SOURCE PASSAGE.

╔══

The game features 32 characters usable in Tag Battle mode, while extra characters can be obtained with Bleach: Heat The Soul 4 game save through game conversion. However, these characters are only usable in single mode with no in-game transformation. They are selected through a separate menu accessible by pressing L/R in the normal character menu.

===Bleach: Heat the Soul 6===
Bleach: Heat the Soul 6 (ＢＬＥＡＣＨ：ヒート・ザ・ソウル6) is the sixth game in the Heat the Soul series based on Tite Kubo's Bleach, which was released in Japan on May 14, 2009. It includes more Arrancar Resurrections like that of Nnoitora, Szayelapporo Grantz or Nel(Gamuza). The game has a new championship mode added in which you can fight tournament style similar to Bleach Soul Carnival and a customization mode exclusive to Heat the Soul 6. The game's story mode starts from the day Ichigo got his powers to the Espada/Soul Reaper showdowns to date in the anime. It boasts a character roster consisting of 74 playable characters including Senna, Sojiro Kusaka, Dark Rukia, and the Visored and Tessai in their Soul Reaper uniforms from the "Turn Back the Pendulum" arc. Its opening theme is "Koyoi, Tsuki ga Miezu Tomo" by Porno Graffitti which was also used for Bleach: Fade to Black.

╚══

Excerpts from point annotation data:
╔══

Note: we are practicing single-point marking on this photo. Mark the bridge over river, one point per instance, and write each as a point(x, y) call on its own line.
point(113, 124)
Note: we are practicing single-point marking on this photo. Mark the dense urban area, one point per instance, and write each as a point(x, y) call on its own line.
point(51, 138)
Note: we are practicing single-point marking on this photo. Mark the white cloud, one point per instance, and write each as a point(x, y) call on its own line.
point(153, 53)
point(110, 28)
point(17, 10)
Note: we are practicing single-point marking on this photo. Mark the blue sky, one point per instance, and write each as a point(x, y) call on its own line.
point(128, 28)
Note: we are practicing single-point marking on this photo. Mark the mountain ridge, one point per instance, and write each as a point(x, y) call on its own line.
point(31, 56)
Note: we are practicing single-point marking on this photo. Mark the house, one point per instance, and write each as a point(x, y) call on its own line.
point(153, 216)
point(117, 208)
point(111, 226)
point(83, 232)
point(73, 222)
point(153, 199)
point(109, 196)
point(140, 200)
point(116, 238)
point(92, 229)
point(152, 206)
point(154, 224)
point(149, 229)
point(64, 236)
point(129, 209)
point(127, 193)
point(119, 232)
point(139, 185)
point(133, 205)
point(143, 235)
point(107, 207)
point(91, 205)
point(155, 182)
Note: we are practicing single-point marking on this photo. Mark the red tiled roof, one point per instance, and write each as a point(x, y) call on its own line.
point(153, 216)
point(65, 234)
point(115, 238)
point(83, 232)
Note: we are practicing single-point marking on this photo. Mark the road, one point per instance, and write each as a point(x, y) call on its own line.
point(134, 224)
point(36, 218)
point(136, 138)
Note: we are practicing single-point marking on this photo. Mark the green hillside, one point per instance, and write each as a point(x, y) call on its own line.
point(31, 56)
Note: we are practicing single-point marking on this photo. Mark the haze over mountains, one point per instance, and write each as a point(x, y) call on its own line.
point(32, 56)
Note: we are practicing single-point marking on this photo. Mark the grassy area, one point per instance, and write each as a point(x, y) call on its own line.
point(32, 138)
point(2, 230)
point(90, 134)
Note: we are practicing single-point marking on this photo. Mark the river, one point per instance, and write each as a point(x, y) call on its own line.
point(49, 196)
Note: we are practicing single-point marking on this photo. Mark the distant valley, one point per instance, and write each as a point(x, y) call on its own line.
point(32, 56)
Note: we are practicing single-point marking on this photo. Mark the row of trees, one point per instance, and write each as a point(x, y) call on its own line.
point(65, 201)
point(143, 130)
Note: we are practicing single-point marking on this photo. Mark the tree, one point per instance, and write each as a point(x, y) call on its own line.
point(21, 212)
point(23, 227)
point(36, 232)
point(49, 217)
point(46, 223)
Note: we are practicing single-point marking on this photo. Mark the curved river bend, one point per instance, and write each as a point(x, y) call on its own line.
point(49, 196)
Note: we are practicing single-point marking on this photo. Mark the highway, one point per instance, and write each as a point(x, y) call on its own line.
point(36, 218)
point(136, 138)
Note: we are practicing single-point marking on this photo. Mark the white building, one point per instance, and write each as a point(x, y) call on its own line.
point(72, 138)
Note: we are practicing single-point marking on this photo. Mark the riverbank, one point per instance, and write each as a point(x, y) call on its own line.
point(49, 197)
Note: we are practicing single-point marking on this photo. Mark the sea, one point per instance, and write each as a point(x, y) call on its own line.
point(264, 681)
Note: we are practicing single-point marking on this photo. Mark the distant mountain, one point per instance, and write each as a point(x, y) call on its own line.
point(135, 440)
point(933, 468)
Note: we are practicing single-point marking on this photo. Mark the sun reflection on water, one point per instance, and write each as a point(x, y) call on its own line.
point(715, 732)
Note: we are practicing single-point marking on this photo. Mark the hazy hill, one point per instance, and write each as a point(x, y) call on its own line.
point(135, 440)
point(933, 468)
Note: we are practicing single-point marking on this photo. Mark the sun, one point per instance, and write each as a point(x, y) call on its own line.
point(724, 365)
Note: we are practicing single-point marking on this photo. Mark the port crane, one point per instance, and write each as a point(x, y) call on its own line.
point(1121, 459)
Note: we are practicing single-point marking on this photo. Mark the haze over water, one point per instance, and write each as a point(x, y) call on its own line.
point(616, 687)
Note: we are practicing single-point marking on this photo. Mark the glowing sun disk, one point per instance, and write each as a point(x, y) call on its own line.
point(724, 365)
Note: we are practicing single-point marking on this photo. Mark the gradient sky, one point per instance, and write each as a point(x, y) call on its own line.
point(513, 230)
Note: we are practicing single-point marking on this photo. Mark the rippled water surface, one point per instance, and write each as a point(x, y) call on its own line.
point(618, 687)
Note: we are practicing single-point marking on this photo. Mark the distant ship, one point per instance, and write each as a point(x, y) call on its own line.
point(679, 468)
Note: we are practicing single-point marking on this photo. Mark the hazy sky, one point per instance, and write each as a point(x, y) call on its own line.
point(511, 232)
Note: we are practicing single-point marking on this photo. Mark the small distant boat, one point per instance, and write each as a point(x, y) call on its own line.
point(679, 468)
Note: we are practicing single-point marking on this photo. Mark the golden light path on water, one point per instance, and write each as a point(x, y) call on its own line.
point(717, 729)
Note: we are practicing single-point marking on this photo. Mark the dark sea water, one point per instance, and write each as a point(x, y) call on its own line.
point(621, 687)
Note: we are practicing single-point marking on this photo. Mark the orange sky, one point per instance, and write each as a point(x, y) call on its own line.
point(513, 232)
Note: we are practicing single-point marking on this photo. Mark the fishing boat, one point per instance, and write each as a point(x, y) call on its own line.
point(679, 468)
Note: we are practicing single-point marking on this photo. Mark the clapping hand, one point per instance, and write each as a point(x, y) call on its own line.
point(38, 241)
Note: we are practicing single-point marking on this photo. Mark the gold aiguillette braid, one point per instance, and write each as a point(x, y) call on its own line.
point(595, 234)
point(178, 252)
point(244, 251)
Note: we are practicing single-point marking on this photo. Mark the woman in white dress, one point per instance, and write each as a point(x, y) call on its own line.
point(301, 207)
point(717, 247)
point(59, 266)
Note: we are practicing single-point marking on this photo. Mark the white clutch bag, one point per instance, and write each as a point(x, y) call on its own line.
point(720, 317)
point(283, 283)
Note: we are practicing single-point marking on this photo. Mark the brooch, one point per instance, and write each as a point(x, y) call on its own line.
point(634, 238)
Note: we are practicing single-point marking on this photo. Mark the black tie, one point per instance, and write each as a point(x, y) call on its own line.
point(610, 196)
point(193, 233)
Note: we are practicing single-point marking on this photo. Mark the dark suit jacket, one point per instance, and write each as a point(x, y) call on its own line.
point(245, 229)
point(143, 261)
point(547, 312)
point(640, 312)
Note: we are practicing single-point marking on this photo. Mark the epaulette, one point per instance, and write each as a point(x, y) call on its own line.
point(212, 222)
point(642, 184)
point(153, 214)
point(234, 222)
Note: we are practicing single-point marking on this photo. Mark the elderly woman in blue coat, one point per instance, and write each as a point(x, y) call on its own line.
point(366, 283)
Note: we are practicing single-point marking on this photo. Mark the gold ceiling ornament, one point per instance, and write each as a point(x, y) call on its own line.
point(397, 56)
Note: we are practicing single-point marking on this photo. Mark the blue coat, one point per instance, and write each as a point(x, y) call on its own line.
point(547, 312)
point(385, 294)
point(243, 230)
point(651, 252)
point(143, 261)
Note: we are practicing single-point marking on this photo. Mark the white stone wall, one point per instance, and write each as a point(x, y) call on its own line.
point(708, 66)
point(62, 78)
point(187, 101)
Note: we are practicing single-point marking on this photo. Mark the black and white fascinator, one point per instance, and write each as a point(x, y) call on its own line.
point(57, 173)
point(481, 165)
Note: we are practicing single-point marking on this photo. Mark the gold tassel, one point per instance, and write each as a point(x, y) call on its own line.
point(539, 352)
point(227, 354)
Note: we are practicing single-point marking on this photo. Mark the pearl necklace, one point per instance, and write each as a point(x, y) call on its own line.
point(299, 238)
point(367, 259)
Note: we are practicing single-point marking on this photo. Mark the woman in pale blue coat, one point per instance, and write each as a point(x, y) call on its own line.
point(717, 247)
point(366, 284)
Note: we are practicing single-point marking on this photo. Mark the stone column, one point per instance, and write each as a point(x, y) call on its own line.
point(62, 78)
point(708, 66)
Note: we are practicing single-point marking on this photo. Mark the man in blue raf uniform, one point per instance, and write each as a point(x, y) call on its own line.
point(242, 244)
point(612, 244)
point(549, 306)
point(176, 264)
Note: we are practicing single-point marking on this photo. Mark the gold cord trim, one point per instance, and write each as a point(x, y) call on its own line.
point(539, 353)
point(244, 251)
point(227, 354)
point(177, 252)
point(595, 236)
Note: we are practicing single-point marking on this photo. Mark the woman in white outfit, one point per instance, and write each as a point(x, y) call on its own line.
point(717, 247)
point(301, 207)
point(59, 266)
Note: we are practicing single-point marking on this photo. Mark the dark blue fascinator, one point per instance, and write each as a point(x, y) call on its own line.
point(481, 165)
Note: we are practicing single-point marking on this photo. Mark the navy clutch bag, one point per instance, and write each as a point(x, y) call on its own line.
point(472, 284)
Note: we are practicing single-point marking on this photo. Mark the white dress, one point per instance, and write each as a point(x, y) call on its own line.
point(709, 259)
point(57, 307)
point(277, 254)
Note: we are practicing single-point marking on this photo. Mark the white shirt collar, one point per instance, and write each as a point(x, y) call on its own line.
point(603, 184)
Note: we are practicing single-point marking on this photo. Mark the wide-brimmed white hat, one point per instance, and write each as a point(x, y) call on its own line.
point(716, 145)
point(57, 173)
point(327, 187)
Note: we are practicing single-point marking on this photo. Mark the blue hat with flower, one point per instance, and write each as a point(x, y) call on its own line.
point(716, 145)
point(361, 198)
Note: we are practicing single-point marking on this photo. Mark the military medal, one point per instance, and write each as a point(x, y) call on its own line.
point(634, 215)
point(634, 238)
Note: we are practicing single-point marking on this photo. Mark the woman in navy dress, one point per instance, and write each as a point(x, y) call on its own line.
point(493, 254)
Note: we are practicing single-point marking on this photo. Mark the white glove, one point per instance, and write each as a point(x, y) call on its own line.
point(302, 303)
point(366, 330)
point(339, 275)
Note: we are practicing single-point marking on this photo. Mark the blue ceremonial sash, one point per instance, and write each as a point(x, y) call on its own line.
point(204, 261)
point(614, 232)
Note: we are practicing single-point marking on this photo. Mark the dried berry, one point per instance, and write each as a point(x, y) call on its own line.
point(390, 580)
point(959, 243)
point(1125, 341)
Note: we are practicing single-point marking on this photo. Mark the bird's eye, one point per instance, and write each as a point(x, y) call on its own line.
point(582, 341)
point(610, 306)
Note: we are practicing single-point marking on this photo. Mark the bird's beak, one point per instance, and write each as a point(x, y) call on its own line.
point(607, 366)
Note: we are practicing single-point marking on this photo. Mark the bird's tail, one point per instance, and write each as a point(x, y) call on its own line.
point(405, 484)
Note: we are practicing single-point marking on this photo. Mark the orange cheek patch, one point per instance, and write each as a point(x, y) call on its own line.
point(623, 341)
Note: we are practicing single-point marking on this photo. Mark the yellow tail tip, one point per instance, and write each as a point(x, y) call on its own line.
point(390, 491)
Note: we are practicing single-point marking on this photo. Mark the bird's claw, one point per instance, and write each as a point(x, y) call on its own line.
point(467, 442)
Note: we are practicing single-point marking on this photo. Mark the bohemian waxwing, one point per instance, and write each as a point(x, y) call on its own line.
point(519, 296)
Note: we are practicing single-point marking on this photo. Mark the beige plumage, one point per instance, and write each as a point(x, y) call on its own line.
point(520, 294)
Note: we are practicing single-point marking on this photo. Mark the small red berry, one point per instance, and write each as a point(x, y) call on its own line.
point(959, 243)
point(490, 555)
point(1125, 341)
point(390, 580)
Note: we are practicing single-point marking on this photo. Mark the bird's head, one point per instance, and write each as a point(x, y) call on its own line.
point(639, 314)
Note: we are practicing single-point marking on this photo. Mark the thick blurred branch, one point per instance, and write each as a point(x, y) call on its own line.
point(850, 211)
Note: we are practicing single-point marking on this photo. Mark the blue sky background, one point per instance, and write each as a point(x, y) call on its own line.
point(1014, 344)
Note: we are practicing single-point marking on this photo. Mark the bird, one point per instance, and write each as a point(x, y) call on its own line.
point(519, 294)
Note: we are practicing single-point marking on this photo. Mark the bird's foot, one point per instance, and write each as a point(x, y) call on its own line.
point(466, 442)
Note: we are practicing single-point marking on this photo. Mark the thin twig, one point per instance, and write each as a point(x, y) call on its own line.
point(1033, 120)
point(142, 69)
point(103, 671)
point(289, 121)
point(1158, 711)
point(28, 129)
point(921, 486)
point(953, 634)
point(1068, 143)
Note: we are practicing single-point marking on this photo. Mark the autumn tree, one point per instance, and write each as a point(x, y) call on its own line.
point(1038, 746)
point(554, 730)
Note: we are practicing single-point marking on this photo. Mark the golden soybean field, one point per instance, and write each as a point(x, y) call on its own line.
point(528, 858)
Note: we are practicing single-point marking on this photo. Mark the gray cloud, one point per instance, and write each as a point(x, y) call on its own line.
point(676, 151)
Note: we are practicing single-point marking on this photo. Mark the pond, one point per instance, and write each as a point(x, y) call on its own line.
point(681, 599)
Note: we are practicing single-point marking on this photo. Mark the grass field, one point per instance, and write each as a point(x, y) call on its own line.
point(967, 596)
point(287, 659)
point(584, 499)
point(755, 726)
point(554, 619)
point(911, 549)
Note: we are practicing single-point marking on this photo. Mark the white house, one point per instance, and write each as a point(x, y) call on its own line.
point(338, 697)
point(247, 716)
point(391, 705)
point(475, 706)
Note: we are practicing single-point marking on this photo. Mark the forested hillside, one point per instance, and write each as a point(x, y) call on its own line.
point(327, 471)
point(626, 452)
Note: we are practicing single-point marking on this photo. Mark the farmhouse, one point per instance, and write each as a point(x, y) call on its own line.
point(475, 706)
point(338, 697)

╚══

THE TASK.
Using the Heat the Soul passage, explain how a player obtains the extra characters beyond the 32 usable in Tag Battle mode and how those characters are then selected.

EXPECTED OUTPUT.
A player obtains the extra characters by game conversion from a Bleach: Heat The Soul 4 game save. They are selected from a separate menu, which opens by pressing L/R in the normal character menu.